Set exercise 1
Convert the entries, from the line with "Expected output, for every instance of the utility" through the last line of the entries, into a JSON list of strings with one string per line, skipping blank lines.

Tales from the Loop: The Board Game Review

03 April 2022
The tallest of tales

This article originally appeared in issue 65 of Tabletop Gaming. Pick up the latest issue of the UK's fastest-growing gaming magazine in print or digital here.


Adapting a board game from an RPG, without wildly veering into the territory of just slapping on a theme, is tricky. RPGs are good for their complete freedom. Board games thrive on their mechanical parts interlocking.

Buy Tabletop Gaming Magazine to See These Features First!

Here we spend our time as kids of the 80s in Sweden attempting to investigate what’s going on at various locations. We have an action point system for moving and taking actions, and each character has their own specific strengths and weaknesses. Players move point to point on the map, and can use the bus route, or the help of a parent to get to any of the safe areas of the islands. The orange, more dangerous areas, are where the cool stuff happens. These cost the most movement to get to, but that’s opened up a lot by the robots which wander the land. While the children are on a location-based web, the robots are on a grid, meaning they can move in more direct ways – helpful if you’re catching a ride (after hacking one of them). Everything else is scenario specific cards, or general quests like chores. Locations get powered up by placing a satisfyingly well lined up tile on top, giving players more options.

Initially you’ll feel a little constrained by the fact you always start from school, or that you have to be home for dinner. But a couple of turns in you realise that’s kind of the point. You’ve only those handful of hours between to solve potentially interdimensional mysteries.

The game feels like a perfectly filleted version of the roleplaying game, everything makes sense, there’s little that can be rightly assumed with the theme (past a couple of more complex hacking challenges and statuses).

The stunning part of Tales From The Loop: The Board Game is the way it deals with pacing. It is, in the most part, a kind of go-here-do-stuff kind of game – and these types of game are usually about pressure – whether that comes from the cooperative elements (you don’t want the game to be too slow and easy when players aren’t able to create friction between them) or the sense of narrative needs to charge forward at all times. Here we don’t have that. There’s just something going on, and it’s going to take a bit of digging around to find out what. Once you do, you’ll be pleased you had to work to find out exactly what was going on in the first place. There’s a genuine sense of mystery, even if mechanically driven – you might just be adding tokens to a card at the cost of the game’s main currency, time – but you more feel like you’re scratching at the surface of an investigation only just begun before having to get the bus home for dinner.

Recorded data
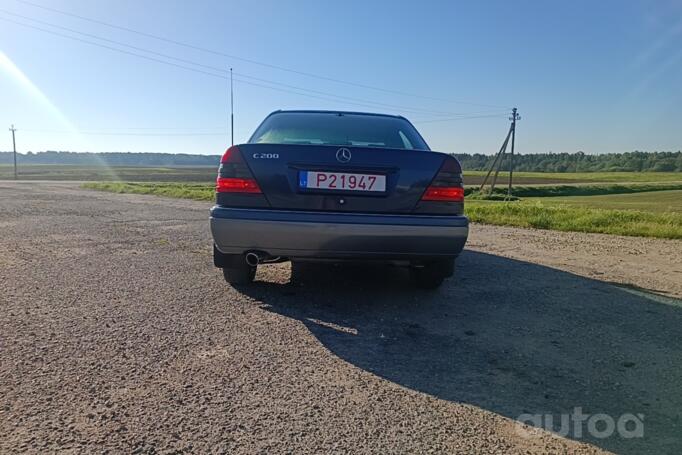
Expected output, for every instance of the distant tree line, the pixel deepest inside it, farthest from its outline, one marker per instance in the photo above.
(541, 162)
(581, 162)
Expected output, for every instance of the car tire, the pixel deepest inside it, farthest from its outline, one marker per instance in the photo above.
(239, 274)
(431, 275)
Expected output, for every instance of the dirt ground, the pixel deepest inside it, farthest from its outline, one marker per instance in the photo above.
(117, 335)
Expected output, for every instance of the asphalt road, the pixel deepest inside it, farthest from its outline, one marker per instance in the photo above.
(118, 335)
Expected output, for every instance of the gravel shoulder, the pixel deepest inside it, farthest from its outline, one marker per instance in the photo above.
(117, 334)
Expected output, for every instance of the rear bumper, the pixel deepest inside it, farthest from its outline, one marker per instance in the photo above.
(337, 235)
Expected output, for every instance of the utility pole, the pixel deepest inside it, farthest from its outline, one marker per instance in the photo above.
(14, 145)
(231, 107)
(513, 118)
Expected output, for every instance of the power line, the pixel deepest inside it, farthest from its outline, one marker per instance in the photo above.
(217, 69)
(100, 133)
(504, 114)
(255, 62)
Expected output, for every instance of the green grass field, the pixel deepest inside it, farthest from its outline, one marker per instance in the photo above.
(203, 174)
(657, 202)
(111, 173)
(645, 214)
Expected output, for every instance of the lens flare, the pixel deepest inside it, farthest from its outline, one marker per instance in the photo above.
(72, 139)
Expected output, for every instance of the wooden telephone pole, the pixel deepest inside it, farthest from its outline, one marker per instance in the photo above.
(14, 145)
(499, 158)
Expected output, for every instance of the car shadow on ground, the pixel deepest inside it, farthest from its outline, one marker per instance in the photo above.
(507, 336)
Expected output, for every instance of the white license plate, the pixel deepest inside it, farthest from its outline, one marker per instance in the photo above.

Set exercise 2
Copy the board game review from "The game feels" to "challenges and statuses).", swapping "filleted" for "trimmed".

Task output 1
[
  "Expected output, for every instance of the utility pole, the pixel deepest inside it, farthest from its outline, one marker per instance in the photo above.",
  "(14, 145)",
  "(231, 107)",
  "(513, 118)",
  "Expected output, for every instance of the power line, the pixel deepest inside it, farthest from its outline, one marker per instance in the photo above.",
  "(217, 69)",
  "(100, 133)",
  "(504, 114)",
  "(255, 62)",
  "Expected output, for every instance of the green grass field, the pixel deepest inside it, farthest from its outline, one marker per instance in the photo above.",
  "(203, 174)",
  "(657, 202)",
  "(111, 173)",
  "(645, 214)",
  "Expected output, for every instance of the lens flare, the pixel deepest inside it, farthest from its outline, one marker per instance in the photo above.",
  "(72, 139)",
  "Expected output, for every instance of the wooden telephone pole, the pixel deepest inside it, farthest from its outline, one marker per instance in the photo above.",
  "(14, 145)",
  "(499, 158)",
  "Expected output, for every instance of the car shadow on ground, the pixel deepest inside it, farthest from its outline, one marker per instance in the photo above.",
  "(507, 336)",
  "Expected output, for every instance of the white license plate, the pixel deepest inside it, farthest from its outline, one marker per instance in the photo above."
]

Task output 2
The game feels like a perfectly trimmed version of the roleplaying game, everything makes sense, there’s little that can be rightly assumed with the theme (past a couple of more complex hacking challenges and statuses).